**Given request**
In the data below, reproduce only the stretch from the line containing "the white t-shirt" through the line containing "column 781, row 391", changing every "pick planner" to "grasp planner" and leaving everything else untouched.

═══ Stored rows

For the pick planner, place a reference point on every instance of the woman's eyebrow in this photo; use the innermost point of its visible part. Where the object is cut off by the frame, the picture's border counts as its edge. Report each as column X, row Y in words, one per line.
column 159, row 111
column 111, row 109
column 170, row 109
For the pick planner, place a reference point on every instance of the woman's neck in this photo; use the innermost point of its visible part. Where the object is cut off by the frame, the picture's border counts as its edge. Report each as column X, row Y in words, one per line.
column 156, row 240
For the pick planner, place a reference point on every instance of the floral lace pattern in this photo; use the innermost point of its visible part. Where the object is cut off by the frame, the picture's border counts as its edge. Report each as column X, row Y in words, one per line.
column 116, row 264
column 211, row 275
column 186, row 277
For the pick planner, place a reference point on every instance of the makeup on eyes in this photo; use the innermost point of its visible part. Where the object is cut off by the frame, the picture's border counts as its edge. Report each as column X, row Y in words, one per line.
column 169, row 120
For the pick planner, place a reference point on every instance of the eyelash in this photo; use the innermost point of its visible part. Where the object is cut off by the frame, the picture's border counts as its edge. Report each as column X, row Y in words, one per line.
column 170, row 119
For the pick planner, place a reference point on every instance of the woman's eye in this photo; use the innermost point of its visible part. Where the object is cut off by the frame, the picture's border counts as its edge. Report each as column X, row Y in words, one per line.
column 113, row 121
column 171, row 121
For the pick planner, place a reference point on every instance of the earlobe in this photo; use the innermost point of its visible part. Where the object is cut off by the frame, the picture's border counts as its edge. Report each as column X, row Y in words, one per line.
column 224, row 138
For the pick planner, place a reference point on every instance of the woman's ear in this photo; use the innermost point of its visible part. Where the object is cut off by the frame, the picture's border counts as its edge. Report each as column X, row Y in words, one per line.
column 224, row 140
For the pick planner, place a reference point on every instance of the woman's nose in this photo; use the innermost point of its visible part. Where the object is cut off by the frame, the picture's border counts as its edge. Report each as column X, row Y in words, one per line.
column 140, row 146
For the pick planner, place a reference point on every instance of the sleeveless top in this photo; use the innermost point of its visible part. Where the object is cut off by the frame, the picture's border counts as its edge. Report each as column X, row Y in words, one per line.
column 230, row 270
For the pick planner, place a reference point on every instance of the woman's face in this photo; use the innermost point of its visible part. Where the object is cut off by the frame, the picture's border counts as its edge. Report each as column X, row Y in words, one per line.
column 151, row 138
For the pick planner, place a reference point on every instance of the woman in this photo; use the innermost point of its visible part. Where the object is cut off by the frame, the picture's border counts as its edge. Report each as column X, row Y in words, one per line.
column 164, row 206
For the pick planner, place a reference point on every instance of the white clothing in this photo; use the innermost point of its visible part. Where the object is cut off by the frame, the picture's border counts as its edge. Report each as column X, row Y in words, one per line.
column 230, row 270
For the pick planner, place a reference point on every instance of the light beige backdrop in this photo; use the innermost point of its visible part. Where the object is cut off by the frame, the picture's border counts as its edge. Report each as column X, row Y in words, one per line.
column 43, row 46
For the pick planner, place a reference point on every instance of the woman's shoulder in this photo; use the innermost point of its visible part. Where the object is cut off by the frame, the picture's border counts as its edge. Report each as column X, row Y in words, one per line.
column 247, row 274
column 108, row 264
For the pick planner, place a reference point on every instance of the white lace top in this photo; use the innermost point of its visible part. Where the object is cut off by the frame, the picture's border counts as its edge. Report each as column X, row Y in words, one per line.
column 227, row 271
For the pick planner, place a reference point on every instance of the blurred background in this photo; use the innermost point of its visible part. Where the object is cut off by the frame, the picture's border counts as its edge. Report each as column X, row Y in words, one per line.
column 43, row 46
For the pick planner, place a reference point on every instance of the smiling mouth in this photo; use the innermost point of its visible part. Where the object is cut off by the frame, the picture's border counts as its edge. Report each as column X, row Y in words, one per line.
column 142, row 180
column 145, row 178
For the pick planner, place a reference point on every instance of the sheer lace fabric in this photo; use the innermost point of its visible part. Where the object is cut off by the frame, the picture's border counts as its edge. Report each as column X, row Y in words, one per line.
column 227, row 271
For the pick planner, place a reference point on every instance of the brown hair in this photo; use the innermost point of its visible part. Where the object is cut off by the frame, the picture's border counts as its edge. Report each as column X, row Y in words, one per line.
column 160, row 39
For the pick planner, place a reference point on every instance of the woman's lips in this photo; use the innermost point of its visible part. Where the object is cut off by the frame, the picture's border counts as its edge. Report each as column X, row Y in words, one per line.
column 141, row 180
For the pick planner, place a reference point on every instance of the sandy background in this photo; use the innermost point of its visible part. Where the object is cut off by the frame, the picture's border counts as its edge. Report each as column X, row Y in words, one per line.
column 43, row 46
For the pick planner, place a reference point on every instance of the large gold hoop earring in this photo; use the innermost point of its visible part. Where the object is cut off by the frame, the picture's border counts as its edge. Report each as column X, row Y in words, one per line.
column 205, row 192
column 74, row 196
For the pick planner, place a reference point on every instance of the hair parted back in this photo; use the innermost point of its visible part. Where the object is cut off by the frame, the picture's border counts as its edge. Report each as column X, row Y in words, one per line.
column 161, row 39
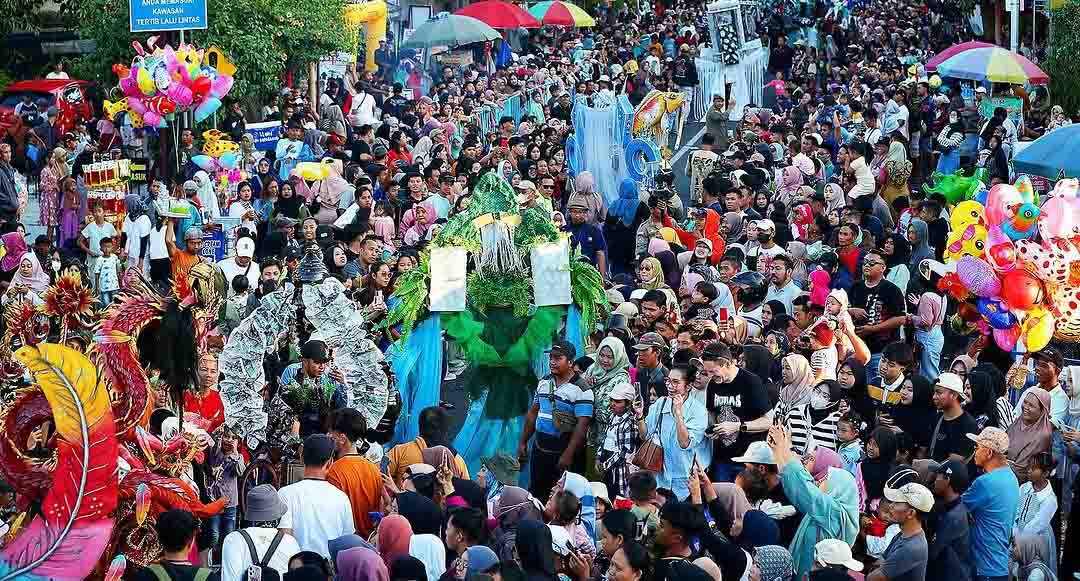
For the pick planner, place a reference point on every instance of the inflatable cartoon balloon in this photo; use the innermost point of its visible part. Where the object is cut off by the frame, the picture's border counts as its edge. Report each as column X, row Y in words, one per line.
column 977, row 277
column 1007, row 338
column 1037, row 329
column 1022, row 289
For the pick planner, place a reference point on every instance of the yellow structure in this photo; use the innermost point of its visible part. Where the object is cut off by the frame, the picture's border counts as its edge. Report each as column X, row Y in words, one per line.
column 373, row 16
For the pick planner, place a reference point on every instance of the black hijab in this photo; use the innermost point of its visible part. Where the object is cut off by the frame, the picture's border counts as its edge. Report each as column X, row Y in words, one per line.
column 917, row 419
column 877, row 470
column 535, row 551
column 421, row 512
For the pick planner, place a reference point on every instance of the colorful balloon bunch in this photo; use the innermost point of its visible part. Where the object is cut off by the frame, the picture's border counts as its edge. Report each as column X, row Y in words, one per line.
column 165, row 81
column 1018, row 262
column 220, row 159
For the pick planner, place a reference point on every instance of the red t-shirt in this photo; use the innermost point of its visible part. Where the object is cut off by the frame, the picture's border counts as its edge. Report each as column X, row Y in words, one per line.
column 210, row 407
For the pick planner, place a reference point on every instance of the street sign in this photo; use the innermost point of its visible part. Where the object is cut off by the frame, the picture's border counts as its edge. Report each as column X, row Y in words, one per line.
column 161, row 15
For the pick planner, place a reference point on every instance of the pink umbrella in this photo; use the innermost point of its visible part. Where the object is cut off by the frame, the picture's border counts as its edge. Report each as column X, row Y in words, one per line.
column 956, row 49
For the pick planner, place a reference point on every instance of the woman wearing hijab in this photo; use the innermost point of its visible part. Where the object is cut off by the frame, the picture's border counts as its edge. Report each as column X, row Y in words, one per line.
column 797, row 378
column 1031, row 558
column 731, row 228
column 361, row 564
column 918, row 235
column 610, row 368
column 1030, row 433
column 929, row 319
column 898, row 171
column 790, row 183
column 950, row 138
column 394, row 535
column 916, row 409
column 407, row 568
column 831, row 510
column 650, row 274
column 534, row 546
column 898, row 254
column 513, row 507
column 878, row 464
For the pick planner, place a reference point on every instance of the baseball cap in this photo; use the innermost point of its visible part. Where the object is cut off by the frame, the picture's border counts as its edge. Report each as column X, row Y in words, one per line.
column 503, row 467
column 957, row 474
column 318, row 449
column 245, row 247
column 913, row 494
column 650, row 340
column 559, row 540
column 757, row 453
column 835, row 552
column 315, row 350
column 994, row 438
column 623, row 391
column 562, row 347
column 1051, row 354
column 952, row 382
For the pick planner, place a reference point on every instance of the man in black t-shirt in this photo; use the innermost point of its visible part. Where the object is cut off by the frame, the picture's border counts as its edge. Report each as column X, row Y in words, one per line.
column 950, row 429
column 877, row 309
column 737, row 403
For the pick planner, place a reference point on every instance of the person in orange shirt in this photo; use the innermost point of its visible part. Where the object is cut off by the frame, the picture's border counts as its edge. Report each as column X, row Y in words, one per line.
column 355, row 475
column 434, row 424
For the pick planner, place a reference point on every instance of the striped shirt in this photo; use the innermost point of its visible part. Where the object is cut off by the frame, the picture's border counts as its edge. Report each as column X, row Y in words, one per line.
column 806, row 436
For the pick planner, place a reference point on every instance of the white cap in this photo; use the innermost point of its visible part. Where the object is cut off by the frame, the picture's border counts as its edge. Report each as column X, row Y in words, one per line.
column 623, row 391
column 245, row 247
column 835, row 552
column 559, row 539
column 952, row 382
column 913, row 494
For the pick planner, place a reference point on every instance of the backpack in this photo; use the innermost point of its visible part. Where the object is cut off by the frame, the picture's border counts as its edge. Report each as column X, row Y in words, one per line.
column 269, row 573
column 162, row 573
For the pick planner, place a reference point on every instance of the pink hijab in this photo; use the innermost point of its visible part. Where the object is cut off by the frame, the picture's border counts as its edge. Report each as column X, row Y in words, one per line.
column 15, row 245
column 394, row 536
column 361, row 564
column 38, row 281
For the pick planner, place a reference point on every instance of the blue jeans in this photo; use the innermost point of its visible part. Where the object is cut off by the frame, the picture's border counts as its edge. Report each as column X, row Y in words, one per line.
column 725, row 471
column 872, row 368
column 221, row 525
column 932, row 342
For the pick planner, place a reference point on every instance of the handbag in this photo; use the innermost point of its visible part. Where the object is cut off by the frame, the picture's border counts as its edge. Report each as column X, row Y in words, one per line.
column 650, row 454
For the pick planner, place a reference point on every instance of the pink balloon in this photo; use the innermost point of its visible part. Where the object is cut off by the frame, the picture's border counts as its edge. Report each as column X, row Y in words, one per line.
column 977, row 277
column 999, row 201
column 1007, row 338
column 221, row 85
column 137, row 105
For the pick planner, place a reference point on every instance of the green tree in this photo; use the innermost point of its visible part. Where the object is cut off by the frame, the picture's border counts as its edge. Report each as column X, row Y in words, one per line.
column 264, row 38
column 1062, row 64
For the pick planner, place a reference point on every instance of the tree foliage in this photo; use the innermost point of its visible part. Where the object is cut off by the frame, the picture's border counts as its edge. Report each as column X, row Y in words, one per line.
column 1062, row 64
column 264, row 38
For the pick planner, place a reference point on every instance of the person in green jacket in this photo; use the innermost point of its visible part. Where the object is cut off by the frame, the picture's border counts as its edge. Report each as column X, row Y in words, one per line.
column 829, row 507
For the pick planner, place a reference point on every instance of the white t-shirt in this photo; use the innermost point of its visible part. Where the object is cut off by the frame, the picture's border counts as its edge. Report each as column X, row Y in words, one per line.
column 318, row 512
column 229, row 268
column 158, row 247
column 235, row 556
column 135, row 231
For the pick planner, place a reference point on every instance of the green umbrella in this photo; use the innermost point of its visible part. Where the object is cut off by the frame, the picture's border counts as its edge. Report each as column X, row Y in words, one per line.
column 450, row 30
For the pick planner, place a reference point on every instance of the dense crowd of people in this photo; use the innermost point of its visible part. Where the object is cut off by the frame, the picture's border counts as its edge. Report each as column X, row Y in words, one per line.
column 781, row 391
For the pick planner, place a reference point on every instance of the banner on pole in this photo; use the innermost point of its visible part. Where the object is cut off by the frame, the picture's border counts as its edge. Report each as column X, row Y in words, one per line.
column 265, row 134
column 161, row 15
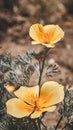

══════

**Task output**
For the grasp planner, place a reference point on every instance of the white t-shirt in this photo; use the innermost point of its visible part. Where the object is cut off by the frame, the picture's border counts as its edge. Report each as column X, row Y in words, one per line.
column 318, row 512
column 229, row 268
column 158, row 247
column 235, row 556
column 135, row 231
For the grasp planner, place a reference point on every instance of the green umbrella in this photo; use the innermost point of its visible part. Where the object is cut off by the frame, the picture's border counts as its edge. Report each as column X, row Y in words, one per line.
column 450, row 30
For the grasp planner, place a reference point on every instance of the dense crowd of people in this photo; use the innermost point of its visible part. Where the object is cut off by the frame, the picture's border counts as its edge. Report each as column X, row Y in words, one per line.
column 781, row 391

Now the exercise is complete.